> Exercise description
Please copy out the rows below with "one point per instance" swapped for "mark each one with a single point", changing nothing else.

=======

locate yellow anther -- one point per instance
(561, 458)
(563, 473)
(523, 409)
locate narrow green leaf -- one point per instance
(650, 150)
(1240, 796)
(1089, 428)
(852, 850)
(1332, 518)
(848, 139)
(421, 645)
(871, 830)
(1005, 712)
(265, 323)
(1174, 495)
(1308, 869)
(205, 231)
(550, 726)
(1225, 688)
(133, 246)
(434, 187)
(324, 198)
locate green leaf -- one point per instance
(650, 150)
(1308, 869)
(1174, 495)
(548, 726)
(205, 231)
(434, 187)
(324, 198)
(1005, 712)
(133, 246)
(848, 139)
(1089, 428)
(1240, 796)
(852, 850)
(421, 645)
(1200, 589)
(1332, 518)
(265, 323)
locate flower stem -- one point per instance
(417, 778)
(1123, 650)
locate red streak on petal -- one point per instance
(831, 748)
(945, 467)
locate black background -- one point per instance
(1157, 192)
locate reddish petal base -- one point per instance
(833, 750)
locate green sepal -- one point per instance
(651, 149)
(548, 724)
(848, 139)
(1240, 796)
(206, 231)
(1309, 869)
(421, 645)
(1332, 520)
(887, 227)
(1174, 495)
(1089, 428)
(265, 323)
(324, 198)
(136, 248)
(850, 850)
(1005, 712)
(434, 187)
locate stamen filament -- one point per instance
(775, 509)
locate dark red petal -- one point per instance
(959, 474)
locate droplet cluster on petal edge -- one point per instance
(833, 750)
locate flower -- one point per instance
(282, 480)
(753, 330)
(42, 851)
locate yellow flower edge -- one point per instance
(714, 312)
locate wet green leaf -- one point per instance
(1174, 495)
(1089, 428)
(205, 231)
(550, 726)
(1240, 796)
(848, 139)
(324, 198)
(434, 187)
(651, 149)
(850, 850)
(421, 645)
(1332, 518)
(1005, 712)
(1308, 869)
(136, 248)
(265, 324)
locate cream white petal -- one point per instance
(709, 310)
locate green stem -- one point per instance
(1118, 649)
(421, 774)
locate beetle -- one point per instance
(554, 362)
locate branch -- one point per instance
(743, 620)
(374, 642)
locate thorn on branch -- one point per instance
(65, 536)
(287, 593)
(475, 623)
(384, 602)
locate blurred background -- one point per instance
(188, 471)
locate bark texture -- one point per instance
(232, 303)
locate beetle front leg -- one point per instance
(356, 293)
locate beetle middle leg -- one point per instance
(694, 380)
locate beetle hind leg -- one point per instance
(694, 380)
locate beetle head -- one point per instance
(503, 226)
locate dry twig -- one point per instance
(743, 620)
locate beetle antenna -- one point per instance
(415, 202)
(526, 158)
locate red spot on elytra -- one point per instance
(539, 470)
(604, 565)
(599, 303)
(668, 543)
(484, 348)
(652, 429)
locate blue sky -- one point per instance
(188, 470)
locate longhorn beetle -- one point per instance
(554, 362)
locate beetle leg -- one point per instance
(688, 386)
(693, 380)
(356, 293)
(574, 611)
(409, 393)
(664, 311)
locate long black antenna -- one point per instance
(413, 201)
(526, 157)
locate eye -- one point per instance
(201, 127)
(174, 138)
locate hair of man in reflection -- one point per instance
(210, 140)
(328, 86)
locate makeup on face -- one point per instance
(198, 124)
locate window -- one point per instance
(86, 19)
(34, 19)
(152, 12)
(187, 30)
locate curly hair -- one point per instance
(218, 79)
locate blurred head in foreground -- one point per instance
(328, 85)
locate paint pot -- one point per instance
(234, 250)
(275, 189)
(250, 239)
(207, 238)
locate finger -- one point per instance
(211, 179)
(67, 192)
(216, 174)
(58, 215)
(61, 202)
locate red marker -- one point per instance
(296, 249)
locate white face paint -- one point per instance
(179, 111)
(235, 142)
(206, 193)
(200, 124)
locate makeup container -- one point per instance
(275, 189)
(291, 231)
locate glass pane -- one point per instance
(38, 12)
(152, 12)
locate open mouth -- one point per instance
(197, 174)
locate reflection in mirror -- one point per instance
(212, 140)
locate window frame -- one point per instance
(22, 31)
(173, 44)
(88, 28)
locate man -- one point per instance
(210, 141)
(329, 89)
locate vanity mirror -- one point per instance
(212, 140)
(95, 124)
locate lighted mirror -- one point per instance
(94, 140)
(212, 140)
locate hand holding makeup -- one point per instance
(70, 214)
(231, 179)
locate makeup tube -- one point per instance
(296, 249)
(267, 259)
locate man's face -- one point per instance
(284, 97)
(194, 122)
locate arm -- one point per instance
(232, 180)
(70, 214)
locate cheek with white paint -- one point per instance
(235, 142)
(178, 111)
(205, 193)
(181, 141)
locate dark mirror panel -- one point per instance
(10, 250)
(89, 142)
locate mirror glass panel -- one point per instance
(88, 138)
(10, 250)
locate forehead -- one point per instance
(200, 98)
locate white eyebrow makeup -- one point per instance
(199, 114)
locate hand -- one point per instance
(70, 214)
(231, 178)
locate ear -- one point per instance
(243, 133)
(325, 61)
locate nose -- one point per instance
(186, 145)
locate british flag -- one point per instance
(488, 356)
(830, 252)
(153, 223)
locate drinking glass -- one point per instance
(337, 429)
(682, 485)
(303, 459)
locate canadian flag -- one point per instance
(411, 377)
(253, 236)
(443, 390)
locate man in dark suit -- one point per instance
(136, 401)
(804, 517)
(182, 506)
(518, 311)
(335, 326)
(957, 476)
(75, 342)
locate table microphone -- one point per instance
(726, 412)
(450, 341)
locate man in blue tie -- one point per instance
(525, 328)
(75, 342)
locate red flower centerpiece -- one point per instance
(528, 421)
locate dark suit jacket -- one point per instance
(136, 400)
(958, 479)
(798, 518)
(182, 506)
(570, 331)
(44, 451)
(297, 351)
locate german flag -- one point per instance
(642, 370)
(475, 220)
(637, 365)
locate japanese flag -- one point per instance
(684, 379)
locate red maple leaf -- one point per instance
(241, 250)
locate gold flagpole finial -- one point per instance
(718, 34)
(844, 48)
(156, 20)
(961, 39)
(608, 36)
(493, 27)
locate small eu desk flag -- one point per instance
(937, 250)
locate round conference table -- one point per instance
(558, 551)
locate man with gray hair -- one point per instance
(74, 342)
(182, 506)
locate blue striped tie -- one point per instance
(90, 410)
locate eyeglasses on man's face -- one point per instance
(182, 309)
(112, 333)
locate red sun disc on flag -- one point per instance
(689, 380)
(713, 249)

=======

> Exercise answer
locate yellow anther -- mark each one with a single point
(561, 458)
(563, 473)
(523, 409)
locate narrow green leaf -- mark each one with a single point
(650, 150)
(1240, 796)
(1089, 428)
(852, 850)
(1332, 518)
(848, 139)
(421, 645)
(871, 830)
(1005, 712)
(265, 323)
(1174, 495)
(1308, 869)
(205, 231)
(550, 726)
(1225, 688)
(133, 246)
(434, 187)
(324, 198)
locate green leaf -- mark each one with a single point
(650, 150)
(1308, 869)
(1174, 495)
(548, 726)
(205, 231)
(434, 187)
(324, 198)
(1005, 712)
(133, 246)
(848, 139)
(1089, 428)
(1240, 796)
(852, 850)
(421, 645)
(1200, 589)
(1332, 518)
(265, 323)
locate flower stem -- mark each one with a single point
(417, 778)
(1123, 650)
locate red streak on petal -- mark each one with a single point
(831, 748)
(945, 467)
locate black background -- mark each one with a single point
(1157, 192)
locate reddish petal base -- mark each one with a single point
(833, 750)
locate green sepal -- mark each one with a single point
(651, 149)
(548, 724)
(848, 139)
(1240, 796)
(206, 231)
(1309, 869)
(421, 645)
(1332, 520)
(887, 227)
(1174, 495)
(1089, 428)
(265, 323)
(324, 198)
(136, 248)
(850, 850)
(1005, 712)
(434, 187)
locate stamen filament -- mark each one with a single point
(775, 509)
locate dark red petal -- mark each one with a single point
(959, 474)
locate droplet cluster on petal edge -- mark each one with a single point
(833, 750)
locate flower -- mark each one with a single point
(282, 480)
(753, 330)
(42, 851)
locate yellow flower edge -- mark each one with a single point
(714, 312)
locate wet green leaf -- mark each one with a single point
(1174, 495)
(1089, 428)
(205, 231)
(550, 726)
(1240, 796)
(848, 139)
(324, 198)
(434, 187)
(651, 149)
(850, 850)
(421, 645)
(1332, 518)
(1005, 712)
(1308, 869)
(136, 248)
(265, 324)
locate cream white petal -- mark each one with a single point
(709, 310)
locate green stem -- mark each one with a single point
(1118, 649)
(421, 774)
locate beetle -- mark each one with a single point
(554, 362)
locate branch -- mark each one with a single point
(743, 620)
(374, 642)
locate thorn on branch -- mark each one with a single point
(65, 536)
(287, 593)
(475, 623)
(384, 602)
locate blurred background -- mark each one with a single point
(188, 471)
locate bark texture -- mark each one with a single point
(232, 303)
locate beetle front leg -- mark each one with a single point
(356, 293)
locate beetle middle leg -- mark each one with a single point
(694, 380)
locate beetle hind leg -- mark each one with a single point
(694, 380)
locate beetle head -- mark each one with a single point
(503, 226)
locate dry twig -- mark each one with a single point
(743, 620)
locate beetle antenna -- mark each one with a single point
(415, 202)
(526, 158)
locate red spot on elytra -- mark each one with a single point
(539, 470)
(604, 565)
(599, 303)
(668, 543)
(484, 348)
(652, 429)
locate blue sky -- mark each one with a single point
(188, 470)
locate longhorn beetle -- mark each one with a single point
(554, 362)
locate beetle leg -- mark each one with a single point
(688, 386)
(693, 380)
(356, 293)
(574, 611)
(409, 393)
(664, 311)
locate long black antenna -- mark each one with a single point
(413, 201)
(526, 157)
locate eye -- mark each one with a single point
(201, 127)
(174, 138)
locate hair of man in reflection -- mark each one with a single point
(210, 140)
(328, 86)
locate makeup on face -- mark each one with a single point
(198, 124)
locate window -- mark each one with a single point
(86, 19)
(34, 19)
(152, 12)
(187, 30)
locate curly hair -- mark each one with a single point
(218, 79)
locate blurred head in foreground -- mark each one with a single point
(328, 85)
locate paint pot -- mark each one with a single point
(234, 250)
(275, 189)
(250, 239)
(207, 238)
locate finger -- mark each one with a single point
(211, 179)
(67, 192)
(216, 174)
(58, 215)
(61, 202)
locate red marker -- mark each one with a single point
(296, 249)
locate white face paint -- mark each one with a single point
(179, 111)
(235, 142)
(206, 193)
(200, 124)
locate makeup container -- mark each one with a single point
(275, 189)
(291, 231)
locate glass pane -- mark each one with a single point
(38, 12)
(152, 12)
locate open mouth -- mark each one with a single point
(197, 174)
locate reflection in mirror -- mark each one with a single point
(212, 140)
locate window frame -- mark each one with a single point
(22, 31)
(173, 44)
(88, 28)
locate man -- mark each one with a single point
(210, 141)
(329, 89)
locate vanity mirror -- mark each one with a single point
(212, 140)
(95, 124)
locate lighted mirror -- mark each one with a single point
(94, 140)
(212, 140)
locate hand holding makeup -- mark each one with a single point
(70, 214)
(231, 179)
locate makeup tube -- mark each one with a single point
(296, 249)
(267, 259)
locate man's face -- mark each one with a single point
(284, 97)
(194, 122)
locate arm -- mark each one with a single point
(232, 180)
(70, 214)
locate cheek with white paint -- mark each one with a single point
(235, 142)
(178, 111)
(205, 193)
(181, 141)
locate dark mirror panel -- mark each one with a single point
(10, 250)
(89, 142)
locate mirror glass panel -- mark each one with a single point
(88, 138)
(10, 250)
locate forehead -- mark each one with a single point
(200, 98)
locate white eyebrow makeup -- mark each one with a single point
(199, 114)
locate hand -- mark each one with a single point
(70, 214)
(231, 178)
locate ear -- mark each one with a single point
(243, 133)
(325, 61)
locate nose -- mark each one with a single point
(186, 145)
locate british flag -- mark each one with a single point
(488, 356)
(830, 252)
(153, 223)
locate drinking glass -- mark each one with a single point
(337, 429)
(682, 485)
(303, 459)
locate canadian flag -- mark each one with a single point
(411, 377)
(253, 236)
(443, 390)
locate man in dark suit -- mark each one with a single point
(136, 401)
(804, 517)
(182, 506)
(518, 311)
(335, 326)
(957, 476)
(75, 342)
locate table microphone -- mark each one with a single point
(726, 412)
(450, 341)
locate man in blue tie -- mark each one with a single point
(525, 328)
(75, 342)
locate red flower centerpiece -- mark each one with a single point
(528, 421)
locate dark suit jacket -- mark each one with a single point
(136, 400)
(958, 479)
(798, 518)
(182, 506)
(570, 331)
(44, 451)
(297, 351)
locate german flag -- mark each one with a single point
(642, 370)
(475, 220)
(637, 365)
locate japanese flag -- mark each one with a single point
(684, 379)
locate red maple leaf -- mark each one with a single point
(241, 250)
locate gold flagpole finial -- mark each one with a single point
(718, 34)
(844, 48)
(156, 20)
(961, 39)
(608, 36)
(493, 27)
locate small eu desk flag -- mark each one with a single point
(937, 250)
locate round conference table -- mark each one with a single point
(558, 551)
locate man with gray hair -- mark each one with a single point
(74, 342)
(182, 506)
locate blue striped tie -- mark each one with a single point
(90, 410)
locate eyeglasses on man's face -- mark each one with a single point
(182, 309)
(112, 333)
locate red sun disc on flag -- mark each one with a single point
(689, 380)
(713, 249)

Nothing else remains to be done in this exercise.